### Textauszug
Der Verband nahm die vielfachen rechtlichen Interessen der Siebenbürger Sachsen wahr: bei der Entschädigung von Kindern politisch Verfolgter und Russlanddeportierter, der Restitution von enteigneten Immobilien durch das kommunistische Regime in Rumänien und der Forderung nach Beseitigung der Benachteiligung von Aussiedlern im ­Rentenrecht. Dank dieser Interessenvertretung, der allgemeinen Repräsentanz der Siebenbürger Sachsen in der Öffentlichkeit und des regelmäßigen Gemeinschaftslebens sei die Mitgliederzufriedenheit durchwegs positiv, schreibt Lehni. Wichtig sind ihm und den stellvertretenden Bundesvorsitzenden Doris Hutter, Ingwelde Juchum, Michael Konnerth und Dr. Andreas Roth die Besuche in den Landes- und Kreisgruppen, bei denen sie „das Herz der Basis schlagen hören“.

Möge es den Delegierten des Verbandstages gelingen, die richtigen Entscheidungen zu treffen und Weichen zu stellen, die unsere Jugend einbeziehen, unsere Gemeinschaft stärken und sie nach vorne bringen!

### Erfasste Daten
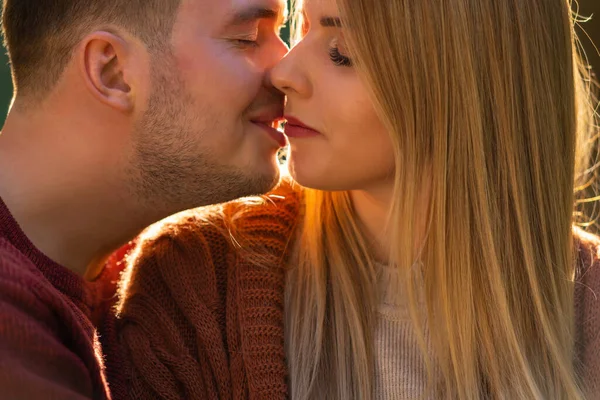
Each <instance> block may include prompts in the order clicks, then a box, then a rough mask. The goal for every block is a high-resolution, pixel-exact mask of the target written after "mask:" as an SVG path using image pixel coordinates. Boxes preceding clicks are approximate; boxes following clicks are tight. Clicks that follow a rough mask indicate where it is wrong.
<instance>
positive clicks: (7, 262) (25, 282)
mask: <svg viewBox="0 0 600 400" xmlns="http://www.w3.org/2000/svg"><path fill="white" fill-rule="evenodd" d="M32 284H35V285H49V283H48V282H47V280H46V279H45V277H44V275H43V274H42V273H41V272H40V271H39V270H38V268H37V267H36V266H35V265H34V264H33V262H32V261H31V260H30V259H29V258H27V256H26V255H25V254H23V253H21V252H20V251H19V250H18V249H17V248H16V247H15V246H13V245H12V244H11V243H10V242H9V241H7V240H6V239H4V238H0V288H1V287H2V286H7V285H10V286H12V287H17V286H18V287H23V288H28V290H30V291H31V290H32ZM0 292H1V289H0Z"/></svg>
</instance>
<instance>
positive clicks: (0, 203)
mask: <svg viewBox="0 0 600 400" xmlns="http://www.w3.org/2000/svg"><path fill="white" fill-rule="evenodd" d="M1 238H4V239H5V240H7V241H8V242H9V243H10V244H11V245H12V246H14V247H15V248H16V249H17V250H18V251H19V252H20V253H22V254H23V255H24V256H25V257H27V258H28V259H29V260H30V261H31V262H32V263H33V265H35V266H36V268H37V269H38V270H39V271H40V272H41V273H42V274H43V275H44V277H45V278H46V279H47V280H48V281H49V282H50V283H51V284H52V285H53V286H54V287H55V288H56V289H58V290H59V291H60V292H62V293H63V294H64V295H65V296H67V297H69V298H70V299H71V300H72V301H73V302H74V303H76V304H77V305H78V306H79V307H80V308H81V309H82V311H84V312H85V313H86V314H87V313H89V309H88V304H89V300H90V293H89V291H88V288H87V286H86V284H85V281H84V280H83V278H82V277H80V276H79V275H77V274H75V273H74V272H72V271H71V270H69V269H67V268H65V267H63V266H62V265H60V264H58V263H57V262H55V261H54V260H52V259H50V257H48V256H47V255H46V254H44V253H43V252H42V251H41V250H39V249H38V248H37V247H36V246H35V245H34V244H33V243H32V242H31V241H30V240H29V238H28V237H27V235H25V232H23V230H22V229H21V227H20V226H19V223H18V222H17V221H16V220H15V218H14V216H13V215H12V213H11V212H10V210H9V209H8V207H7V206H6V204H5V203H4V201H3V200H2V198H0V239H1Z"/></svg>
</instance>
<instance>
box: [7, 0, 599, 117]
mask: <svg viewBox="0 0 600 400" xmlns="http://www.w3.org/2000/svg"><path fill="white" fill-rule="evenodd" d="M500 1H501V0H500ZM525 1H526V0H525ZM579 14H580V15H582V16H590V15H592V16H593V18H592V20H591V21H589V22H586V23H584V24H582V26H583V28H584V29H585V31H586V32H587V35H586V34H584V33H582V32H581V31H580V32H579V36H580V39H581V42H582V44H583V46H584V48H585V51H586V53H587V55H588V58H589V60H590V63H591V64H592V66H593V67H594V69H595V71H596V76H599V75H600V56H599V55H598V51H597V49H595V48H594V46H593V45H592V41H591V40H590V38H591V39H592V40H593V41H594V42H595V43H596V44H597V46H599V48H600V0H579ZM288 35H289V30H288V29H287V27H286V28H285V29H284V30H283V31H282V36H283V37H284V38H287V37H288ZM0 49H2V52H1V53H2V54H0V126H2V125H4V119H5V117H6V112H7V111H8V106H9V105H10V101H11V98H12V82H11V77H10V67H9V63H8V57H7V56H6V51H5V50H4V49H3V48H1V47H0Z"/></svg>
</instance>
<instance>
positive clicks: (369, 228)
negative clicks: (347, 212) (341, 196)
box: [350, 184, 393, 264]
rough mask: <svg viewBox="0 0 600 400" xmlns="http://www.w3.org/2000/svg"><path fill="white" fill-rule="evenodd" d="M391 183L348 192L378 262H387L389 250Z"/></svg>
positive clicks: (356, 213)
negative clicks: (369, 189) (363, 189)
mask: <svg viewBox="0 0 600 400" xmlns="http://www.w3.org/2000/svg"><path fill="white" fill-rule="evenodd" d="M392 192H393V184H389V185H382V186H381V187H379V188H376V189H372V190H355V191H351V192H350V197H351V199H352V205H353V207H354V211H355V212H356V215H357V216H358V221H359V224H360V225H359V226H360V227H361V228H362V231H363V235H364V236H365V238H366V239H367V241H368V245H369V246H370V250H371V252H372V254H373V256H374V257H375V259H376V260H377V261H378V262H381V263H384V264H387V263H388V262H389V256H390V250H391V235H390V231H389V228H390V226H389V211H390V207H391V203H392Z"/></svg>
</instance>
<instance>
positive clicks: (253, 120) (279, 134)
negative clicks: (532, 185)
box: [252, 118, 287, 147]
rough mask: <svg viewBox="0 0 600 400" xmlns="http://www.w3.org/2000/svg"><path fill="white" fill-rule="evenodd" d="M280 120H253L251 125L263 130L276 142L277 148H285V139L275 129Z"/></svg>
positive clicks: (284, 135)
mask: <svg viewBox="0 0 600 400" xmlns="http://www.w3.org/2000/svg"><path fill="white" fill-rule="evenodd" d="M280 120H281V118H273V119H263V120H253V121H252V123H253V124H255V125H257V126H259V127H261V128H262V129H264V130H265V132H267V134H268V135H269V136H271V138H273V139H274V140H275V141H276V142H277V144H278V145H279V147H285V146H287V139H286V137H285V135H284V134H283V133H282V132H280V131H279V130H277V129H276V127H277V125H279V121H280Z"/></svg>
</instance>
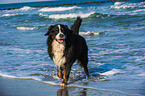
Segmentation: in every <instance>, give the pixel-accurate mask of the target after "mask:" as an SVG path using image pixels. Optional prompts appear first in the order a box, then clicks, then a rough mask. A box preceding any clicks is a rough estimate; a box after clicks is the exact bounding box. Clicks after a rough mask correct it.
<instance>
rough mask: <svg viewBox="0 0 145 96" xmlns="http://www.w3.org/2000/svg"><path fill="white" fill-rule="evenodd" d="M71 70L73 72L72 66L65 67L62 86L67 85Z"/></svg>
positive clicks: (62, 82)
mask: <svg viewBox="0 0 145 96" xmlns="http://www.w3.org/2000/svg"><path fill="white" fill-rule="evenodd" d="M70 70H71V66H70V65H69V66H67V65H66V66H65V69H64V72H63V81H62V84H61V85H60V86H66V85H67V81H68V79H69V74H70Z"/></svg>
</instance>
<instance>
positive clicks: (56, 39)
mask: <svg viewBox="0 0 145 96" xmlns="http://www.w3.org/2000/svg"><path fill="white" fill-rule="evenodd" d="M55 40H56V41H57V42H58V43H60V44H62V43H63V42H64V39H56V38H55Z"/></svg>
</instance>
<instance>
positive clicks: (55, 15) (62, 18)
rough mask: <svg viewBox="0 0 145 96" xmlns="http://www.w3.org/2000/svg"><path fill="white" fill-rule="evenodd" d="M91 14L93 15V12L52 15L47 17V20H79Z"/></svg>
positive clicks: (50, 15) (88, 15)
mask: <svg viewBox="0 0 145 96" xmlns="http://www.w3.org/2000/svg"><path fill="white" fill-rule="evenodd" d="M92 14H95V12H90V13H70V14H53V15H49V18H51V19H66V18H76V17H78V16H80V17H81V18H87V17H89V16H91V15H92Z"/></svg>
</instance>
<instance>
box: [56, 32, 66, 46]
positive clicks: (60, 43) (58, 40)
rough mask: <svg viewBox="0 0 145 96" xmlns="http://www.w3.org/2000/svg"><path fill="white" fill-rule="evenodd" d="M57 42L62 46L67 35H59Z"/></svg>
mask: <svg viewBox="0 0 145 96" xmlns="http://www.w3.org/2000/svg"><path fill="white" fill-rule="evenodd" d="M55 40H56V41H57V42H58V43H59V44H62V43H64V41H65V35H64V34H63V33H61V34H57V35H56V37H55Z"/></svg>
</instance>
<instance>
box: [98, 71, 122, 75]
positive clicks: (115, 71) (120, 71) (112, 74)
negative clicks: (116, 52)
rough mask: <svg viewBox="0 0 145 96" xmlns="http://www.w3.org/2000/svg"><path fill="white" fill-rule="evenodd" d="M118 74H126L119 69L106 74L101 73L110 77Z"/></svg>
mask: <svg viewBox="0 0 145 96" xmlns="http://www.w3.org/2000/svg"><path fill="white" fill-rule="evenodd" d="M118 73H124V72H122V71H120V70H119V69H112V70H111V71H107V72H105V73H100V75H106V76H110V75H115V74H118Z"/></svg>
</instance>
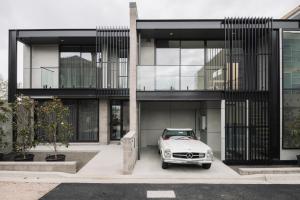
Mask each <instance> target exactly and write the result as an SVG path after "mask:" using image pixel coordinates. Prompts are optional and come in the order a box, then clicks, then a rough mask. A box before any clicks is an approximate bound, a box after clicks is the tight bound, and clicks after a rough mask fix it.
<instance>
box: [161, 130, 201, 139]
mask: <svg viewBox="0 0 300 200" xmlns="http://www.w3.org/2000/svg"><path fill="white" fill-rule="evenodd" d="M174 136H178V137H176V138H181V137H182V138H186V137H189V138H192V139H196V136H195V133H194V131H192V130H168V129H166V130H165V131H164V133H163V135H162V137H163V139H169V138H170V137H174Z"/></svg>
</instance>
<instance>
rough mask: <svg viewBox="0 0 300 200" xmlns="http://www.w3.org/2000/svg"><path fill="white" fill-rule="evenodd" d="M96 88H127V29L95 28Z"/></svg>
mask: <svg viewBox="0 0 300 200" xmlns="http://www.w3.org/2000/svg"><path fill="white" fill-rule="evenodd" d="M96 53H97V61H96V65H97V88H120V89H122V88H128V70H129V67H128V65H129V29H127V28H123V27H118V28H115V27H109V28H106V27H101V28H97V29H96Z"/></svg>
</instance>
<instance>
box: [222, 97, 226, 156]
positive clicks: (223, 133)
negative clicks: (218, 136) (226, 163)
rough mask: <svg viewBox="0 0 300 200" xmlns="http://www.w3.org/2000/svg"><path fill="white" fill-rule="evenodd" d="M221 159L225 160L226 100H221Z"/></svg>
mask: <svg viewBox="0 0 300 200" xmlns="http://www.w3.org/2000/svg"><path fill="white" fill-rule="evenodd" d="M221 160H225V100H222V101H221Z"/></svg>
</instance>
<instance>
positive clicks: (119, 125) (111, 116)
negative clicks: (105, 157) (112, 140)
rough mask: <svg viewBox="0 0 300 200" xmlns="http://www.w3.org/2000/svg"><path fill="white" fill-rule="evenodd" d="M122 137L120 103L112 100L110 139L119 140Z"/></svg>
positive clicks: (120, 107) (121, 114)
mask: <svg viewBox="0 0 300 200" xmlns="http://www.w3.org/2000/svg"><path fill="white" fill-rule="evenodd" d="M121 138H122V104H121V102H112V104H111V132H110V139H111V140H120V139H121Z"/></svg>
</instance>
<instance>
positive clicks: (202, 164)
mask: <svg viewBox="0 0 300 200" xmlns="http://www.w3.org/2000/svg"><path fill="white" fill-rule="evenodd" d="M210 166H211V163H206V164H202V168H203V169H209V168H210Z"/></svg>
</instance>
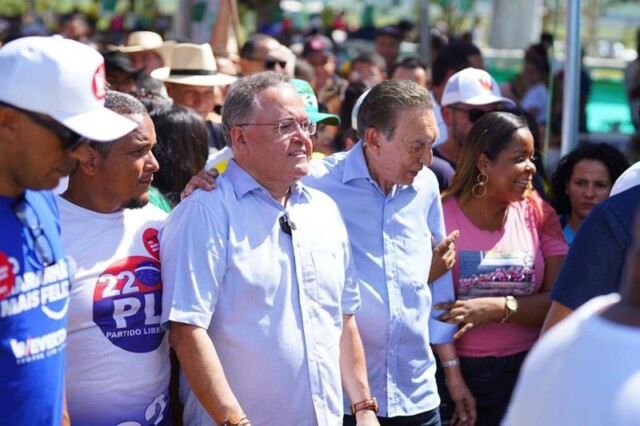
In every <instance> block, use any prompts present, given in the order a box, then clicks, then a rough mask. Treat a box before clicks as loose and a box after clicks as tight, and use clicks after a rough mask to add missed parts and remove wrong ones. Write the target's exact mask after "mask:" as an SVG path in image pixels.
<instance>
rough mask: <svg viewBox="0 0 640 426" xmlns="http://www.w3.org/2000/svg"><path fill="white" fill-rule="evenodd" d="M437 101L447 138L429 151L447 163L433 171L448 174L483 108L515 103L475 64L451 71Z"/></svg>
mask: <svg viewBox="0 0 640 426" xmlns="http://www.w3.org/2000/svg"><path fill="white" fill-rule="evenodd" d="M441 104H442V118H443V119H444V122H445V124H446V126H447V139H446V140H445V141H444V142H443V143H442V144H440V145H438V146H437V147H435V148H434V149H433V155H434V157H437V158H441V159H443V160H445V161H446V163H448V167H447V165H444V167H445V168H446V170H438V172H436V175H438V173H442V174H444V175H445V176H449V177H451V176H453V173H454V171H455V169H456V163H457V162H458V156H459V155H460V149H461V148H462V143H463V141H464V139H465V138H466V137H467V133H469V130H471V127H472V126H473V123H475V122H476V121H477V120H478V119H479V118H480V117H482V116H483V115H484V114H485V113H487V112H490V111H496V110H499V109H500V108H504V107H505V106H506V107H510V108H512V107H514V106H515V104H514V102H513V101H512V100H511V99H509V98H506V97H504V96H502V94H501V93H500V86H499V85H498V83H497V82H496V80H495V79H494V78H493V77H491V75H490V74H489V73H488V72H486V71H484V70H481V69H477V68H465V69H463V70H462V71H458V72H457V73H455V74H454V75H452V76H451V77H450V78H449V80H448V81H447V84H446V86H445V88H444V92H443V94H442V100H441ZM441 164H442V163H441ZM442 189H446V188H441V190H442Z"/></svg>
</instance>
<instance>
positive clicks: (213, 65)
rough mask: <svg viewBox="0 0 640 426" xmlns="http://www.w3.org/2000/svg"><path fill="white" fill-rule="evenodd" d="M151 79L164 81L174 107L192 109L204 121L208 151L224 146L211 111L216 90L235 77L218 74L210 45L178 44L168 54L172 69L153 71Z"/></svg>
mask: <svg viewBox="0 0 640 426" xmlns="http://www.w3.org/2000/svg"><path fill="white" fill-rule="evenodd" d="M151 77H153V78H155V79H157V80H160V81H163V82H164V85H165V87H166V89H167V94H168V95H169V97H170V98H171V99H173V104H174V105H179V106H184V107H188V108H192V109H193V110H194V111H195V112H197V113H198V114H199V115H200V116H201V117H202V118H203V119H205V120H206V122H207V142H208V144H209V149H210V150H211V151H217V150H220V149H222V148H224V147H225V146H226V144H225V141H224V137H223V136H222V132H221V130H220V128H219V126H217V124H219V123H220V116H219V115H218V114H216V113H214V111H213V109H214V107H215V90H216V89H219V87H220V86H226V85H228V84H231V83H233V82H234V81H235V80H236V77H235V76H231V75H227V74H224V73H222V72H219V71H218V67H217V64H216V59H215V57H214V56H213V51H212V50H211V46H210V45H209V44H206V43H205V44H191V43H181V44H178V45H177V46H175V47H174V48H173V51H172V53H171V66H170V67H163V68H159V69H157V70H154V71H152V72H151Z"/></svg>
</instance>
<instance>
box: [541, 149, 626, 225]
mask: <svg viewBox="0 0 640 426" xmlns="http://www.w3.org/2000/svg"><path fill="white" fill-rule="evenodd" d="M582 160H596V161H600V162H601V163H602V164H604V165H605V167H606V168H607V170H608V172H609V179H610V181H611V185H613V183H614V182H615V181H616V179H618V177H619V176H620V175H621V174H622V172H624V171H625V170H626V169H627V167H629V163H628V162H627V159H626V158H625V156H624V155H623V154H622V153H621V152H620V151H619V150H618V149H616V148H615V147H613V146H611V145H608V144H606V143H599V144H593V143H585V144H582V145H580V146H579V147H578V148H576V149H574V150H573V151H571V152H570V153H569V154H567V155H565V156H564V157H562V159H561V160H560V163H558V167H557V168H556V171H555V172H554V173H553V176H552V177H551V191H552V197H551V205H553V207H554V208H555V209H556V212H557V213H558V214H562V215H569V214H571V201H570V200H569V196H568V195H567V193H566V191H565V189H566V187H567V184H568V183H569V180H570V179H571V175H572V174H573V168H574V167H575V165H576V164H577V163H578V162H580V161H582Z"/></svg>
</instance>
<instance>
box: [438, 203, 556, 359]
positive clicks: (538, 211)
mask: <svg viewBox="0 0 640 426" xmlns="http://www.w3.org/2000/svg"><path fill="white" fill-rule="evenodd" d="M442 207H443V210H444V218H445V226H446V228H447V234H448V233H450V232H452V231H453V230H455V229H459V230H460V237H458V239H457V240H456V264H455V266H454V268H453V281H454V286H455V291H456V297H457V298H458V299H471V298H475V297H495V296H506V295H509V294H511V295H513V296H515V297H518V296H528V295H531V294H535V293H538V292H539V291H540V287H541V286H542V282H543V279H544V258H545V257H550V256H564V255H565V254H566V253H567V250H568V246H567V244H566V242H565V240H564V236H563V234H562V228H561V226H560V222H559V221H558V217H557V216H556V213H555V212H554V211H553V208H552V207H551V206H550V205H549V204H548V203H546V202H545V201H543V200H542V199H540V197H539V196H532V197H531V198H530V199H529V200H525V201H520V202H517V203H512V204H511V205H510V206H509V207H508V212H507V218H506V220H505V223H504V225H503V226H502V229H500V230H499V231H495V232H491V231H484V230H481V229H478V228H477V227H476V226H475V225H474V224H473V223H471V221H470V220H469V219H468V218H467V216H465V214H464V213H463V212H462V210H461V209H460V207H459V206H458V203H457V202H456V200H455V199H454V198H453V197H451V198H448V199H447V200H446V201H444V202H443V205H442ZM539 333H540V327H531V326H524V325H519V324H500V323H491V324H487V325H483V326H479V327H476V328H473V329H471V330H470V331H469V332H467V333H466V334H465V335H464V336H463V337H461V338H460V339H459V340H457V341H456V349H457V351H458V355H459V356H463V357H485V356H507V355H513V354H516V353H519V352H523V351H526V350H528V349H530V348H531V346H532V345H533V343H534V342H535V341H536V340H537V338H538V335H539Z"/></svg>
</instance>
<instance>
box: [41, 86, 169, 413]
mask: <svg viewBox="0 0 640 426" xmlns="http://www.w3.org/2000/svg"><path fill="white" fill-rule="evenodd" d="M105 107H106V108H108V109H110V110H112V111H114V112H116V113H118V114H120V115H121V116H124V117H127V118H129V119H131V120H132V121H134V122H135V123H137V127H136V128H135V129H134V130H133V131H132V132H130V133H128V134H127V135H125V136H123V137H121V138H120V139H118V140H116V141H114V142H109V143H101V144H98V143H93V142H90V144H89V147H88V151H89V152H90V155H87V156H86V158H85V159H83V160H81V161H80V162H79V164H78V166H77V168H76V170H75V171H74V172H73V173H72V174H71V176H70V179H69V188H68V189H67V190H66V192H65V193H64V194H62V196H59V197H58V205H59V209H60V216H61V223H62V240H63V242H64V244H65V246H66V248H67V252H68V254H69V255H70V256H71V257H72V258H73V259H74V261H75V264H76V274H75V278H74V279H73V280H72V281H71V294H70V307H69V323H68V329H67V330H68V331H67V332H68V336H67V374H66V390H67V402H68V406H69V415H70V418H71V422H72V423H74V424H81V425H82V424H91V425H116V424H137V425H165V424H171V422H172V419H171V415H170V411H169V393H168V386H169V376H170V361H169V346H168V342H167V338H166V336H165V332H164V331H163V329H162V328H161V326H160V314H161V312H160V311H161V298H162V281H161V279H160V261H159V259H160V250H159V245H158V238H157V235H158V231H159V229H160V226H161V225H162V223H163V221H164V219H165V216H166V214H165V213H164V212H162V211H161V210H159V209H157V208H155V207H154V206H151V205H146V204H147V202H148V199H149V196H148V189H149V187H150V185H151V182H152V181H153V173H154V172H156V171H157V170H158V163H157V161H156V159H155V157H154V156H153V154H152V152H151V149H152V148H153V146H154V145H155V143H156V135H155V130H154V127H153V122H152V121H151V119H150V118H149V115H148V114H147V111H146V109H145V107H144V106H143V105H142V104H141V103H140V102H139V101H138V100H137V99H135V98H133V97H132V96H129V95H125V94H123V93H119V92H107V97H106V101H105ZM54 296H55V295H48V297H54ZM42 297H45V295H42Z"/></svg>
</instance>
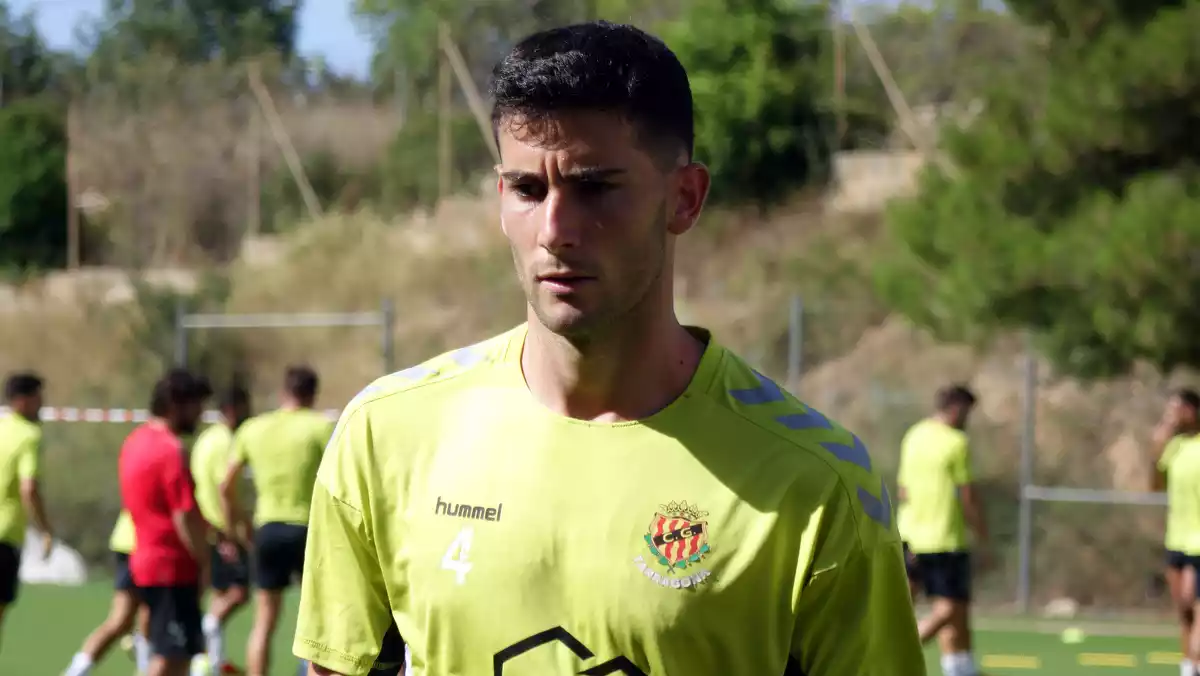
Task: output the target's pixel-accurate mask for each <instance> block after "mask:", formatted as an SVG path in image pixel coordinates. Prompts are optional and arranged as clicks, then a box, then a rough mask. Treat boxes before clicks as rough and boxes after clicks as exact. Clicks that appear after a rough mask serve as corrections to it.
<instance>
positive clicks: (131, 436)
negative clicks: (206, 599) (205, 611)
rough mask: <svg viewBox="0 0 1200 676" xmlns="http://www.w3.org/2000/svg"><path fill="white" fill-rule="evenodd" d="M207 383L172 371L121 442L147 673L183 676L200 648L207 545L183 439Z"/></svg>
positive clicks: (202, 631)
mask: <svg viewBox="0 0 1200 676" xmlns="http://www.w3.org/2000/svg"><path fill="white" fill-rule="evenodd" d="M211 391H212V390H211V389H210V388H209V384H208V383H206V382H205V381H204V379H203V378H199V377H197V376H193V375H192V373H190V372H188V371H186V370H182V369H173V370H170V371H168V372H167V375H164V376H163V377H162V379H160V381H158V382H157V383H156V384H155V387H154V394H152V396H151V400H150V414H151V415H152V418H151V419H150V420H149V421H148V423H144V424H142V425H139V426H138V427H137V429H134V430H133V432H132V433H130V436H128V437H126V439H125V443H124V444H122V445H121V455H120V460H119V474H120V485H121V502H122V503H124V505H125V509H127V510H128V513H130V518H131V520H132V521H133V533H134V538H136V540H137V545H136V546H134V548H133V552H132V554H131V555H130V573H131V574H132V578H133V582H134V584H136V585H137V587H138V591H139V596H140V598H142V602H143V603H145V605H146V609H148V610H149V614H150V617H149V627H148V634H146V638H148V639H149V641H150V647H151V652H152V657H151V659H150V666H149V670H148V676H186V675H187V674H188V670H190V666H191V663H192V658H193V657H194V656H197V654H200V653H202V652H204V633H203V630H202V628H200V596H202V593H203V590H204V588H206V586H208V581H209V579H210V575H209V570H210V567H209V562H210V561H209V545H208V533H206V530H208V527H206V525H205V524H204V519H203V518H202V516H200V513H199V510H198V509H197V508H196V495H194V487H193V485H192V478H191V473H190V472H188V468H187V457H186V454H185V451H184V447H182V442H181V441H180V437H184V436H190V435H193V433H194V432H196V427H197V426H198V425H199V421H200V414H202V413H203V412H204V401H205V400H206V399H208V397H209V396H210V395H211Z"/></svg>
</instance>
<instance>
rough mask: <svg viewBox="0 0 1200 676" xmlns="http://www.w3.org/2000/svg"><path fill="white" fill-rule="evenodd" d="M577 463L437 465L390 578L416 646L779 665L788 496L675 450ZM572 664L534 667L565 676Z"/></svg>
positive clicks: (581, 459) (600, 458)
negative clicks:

### Aufgabenstellung
**1.** Wie lautet dieser Satz aus dem Textauszug auf Englisch: „Möge es den Delegierten des Verbandstages gelingen, die richtigen Entscheidungen zu treffen und Weichen zu stellen, die unsere Jugend einbeziehen, unsere Gemeinschaft stärken und sie nach vorne bringen!“?
**2.** Zitieren Sie aus dem Textauszug den Abschnitt von „Möge es den“ bis „nach vorne bringen!“.

### Ihre Antworten
**1.** May the delegates to the association's convention succeed in making the right decisions and setting a course that includes our youth, strengthens our community and carries it forward!

**2.**
Möge es den Delegierten des Verbandstages gelingen, die richtigen Entscheidungen zu treffen und Weichen zu stellen, die unsere Jugend einbeziehen, unsere Gemeinschaft stärken und sie nach vorne bringen!